** Opening SELECTED EXTRACT block **
There have been no material changes to our off-balance sheet arrangements reported under Part II, Item 7 "Management's Discussion and Analysis of Financial Condition and Results of Operations" of our Annual Report on Form 10-K for the fiscal year ended March 31, 2020.

Contractual Obligations



There have been no material changes to our contractual obligations from those
reported under Part II, Item 7 "Management's Discussion and Analysis of
Financial Condition and Results of Operations" of our Annual Report on Form 10-K
for the fiscal year ended March 31, 2020.

Critical Accounting Policies and Estimates



The preparation of consolidated financial statements in accordance with GAAP
requires us to make estimates and judgments that affect the reported amounts of
assets, liabilities, revenue and expenses, as well as the disclosure of
contingent assets and liabilities. These estimates may change in the future if
underlying assumptions or factors change. Accordingly, actual results could
differ materially from our estimates under different assumptions, judgments or
conditions. We consider certain policies to be critical because of their
complexity and the high degree of judgment involved in implementing them,
including policies related to: revenue recognition, acquisition accounting,
valuation of goodwill and income taxes. Our critical accounting policies and
estimates are more fully discussed in Part II, Item 7 "Management's Discussion
and Analysis of Financial Condition and Results of Operations" of our Annual
Report on Form 10-K for the fiscal year ended March 31, 2020, under the heading
"Critical Accounting Policies and Estimates."
** Closing SELECTED EXTRACT block **
** Opening AVAILABLE DATA block **
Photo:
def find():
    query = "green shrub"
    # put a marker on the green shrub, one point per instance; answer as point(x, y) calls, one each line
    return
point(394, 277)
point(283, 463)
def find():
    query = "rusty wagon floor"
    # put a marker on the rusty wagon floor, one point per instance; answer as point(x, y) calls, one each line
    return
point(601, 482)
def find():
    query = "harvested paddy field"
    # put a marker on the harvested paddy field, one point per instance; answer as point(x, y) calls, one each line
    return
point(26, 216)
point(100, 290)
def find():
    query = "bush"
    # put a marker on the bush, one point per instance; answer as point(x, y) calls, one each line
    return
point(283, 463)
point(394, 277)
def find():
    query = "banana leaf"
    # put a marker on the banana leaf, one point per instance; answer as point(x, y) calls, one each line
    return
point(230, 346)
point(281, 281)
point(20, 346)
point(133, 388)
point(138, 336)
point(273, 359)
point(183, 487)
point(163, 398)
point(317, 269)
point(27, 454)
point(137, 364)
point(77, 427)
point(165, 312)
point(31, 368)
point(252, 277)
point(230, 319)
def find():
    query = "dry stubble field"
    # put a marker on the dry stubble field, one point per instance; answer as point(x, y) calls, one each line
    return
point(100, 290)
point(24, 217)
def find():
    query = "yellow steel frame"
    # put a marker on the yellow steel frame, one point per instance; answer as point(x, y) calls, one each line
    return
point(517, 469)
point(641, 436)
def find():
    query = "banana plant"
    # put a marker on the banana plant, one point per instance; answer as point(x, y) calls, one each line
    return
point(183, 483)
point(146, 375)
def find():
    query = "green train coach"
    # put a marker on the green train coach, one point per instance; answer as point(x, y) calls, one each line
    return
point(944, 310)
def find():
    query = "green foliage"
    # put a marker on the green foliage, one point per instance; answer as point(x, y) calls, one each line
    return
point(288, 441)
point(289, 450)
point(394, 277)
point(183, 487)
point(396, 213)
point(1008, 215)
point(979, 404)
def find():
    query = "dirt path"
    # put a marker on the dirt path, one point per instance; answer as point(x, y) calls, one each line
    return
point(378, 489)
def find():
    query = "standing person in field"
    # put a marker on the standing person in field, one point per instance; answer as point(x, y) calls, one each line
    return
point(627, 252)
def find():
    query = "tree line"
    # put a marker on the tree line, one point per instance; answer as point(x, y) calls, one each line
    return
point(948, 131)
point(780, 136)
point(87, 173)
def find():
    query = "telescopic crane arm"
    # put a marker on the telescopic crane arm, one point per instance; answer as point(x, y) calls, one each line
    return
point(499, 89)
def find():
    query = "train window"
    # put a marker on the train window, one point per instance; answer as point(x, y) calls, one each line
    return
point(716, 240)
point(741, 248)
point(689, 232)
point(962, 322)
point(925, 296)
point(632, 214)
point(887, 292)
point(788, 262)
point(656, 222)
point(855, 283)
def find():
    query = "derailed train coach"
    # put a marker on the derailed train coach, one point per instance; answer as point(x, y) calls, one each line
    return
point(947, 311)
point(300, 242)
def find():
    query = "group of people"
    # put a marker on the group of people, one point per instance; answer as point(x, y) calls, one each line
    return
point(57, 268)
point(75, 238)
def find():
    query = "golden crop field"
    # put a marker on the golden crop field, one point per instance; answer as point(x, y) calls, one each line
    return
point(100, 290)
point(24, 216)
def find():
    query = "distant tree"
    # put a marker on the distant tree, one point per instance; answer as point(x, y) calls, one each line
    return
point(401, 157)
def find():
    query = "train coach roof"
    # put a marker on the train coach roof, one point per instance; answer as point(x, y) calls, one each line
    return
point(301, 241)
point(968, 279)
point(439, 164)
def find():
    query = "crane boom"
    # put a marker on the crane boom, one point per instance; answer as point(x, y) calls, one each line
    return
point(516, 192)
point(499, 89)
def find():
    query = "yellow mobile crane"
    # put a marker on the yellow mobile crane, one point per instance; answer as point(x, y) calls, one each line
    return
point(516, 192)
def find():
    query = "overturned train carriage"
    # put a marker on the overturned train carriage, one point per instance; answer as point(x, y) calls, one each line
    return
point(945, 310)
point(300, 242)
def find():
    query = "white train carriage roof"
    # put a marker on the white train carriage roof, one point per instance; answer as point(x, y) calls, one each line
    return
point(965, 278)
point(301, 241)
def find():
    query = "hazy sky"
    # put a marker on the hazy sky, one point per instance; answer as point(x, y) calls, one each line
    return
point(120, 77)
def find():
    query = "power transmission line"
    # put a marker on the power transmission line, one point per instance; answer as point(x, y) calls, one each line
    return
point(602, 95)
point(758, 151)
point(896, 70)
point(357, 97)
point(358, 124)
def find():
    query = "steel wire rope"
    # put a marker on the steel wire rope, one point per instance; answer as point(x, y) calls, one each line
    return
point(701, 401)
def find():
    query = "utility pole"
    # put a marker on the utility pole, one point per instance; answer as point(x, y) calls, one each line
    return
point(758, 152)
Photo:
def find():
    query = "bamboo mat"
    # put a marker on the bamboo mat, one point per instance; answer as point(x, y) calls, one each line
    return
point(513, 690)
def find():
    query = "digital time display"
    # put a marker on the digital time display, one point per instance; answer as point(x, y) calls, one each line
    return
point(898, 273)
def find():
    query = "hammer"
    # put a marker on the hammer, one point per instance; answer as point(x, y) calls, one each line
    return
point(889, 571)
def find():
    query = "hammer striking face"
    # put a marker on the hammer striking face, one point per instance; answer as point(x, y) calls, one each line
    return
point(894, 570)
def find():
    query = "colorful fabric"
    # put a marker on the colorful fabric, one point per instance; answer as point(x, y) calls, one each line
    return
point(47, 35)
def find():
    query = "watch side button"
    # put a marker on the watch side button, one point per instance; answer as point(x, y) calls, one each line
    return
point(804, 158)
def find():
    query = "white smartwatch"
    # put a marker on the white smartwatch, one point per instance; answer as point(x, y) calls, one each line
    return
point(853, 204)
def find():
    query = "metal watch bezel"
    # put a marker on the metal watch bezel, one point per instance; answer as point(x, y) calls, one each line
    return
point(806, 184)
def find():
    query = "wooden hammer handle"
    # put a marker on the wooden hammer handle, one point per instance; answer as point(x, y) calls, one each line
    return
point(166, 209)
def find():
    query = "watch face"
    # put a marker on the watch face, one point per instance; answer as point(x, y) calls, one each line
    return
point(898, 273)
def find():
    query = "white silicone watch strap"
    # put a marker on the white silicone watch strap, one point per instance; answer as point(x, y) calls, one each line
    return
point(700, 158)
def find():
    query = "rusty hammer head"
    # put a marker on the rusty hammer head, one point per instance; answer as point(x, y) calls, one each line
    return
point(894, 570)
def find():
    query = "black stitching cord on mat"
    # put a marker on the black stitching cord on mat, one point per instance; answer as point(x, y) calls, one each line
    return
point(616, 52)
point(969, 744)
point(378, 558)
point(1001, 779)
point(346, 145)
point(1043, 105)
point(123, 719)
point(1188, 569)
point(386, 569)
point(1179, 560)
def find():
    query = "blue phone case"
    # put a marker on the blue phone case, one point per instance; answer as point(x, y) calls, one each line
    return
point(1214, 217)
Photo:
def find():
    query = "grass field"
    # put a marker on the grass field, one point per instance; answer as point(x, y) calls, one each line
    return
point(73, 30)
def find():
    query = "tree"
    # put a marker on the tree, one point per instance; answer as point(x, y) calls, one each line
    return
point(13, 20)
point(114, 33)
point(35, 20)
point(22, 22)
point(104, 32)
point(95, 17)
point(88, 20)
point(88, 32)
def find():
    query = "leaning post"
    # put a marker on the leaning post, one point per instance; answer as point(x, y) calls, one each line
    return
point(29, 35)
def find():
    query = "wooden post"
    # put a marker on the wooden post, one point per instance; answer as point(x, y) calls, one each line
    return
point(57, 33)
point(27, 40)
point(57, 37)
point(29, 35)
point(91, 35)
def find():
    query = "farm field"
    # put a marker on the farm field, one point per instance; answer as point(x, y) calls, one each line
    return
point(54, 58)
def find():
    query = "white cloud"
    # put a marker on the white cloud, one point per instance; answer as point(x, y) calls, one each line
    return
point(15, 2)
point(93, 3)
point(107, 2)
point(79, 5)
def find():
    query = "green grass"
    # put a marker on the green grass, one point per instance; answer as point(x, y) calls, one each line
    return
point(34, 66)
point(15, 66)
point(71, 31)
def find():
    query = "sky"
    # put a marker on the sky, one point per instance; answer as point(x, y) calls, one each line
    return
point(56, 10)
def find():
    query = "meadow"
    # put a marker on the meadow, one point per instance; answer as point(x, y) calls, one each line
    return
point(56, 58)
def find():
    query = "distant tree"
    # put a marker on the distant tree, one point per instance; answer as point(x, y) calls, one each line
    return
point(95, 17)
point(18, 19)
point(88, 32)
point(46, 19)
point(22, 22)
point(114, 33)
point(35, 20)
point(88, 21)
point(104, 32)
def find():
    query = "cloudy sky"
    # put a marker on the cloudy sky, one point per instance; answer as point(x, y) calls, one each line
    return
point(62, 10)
** Closing AVAILABLE DATA block **
_TASKS TO PERFORM_
1 – Name each area that the filing excerpt identifies as involving critical accounting policies.
2 – Write the next passage of the filing excerpt on financial condition and accounting policies, picking up after its final sentence.
The entries are separate material and have no connection to the filing excerpt.

_ANSWERS FOR THIS EXERCISE_
1 –
- Revenue recognition
- Acquisition accounting
- Valuation of goodwill
- Income taxes

2 –
Valuation of Goodwill



In accordance with ASC Topic 350, Goodwill and Other Intangible Assets, the
Company tests goodwill for impairment on an annual basis, as of the first day of
the second fiscal quarter, and between annual tests if circumstances change, or
if an event occurs that would more likely than not reduce the fair value of a
reporting unit below its carrying amount. Factors which could necessitate an
interim impairment assessment include, but are not limited to, a sustained
decline in our stock price, significant decreases in federal government
appropriations or funding for our contracts, the loss of significant business or
significant underperformance relative to historical or projected future
operating results.

Determining the fair value of a reporting unit is judgmental in nature and
involves the use of significant estimates and assumptions that we believe are
reasonable but inherently uncertain, and actual results may differ from those
estimates. The Company engages a third-party valuation specialist to estimate
the fair value of the reporting units using both an income approach and a market
approach. The income approach incorporates the use of a discounted cash flow
method in which the estimated future cash flows and terminal values for each
reporting unit are discounted to a present value using a discount rate. Cash
flow projections are based on management's estimates of economic and market
conditions, which drive key assumptions of revenue growth rates, operating
income, capital expenditures, and working capital requirements. The results of
these approaches are used to corroborate the conclusion.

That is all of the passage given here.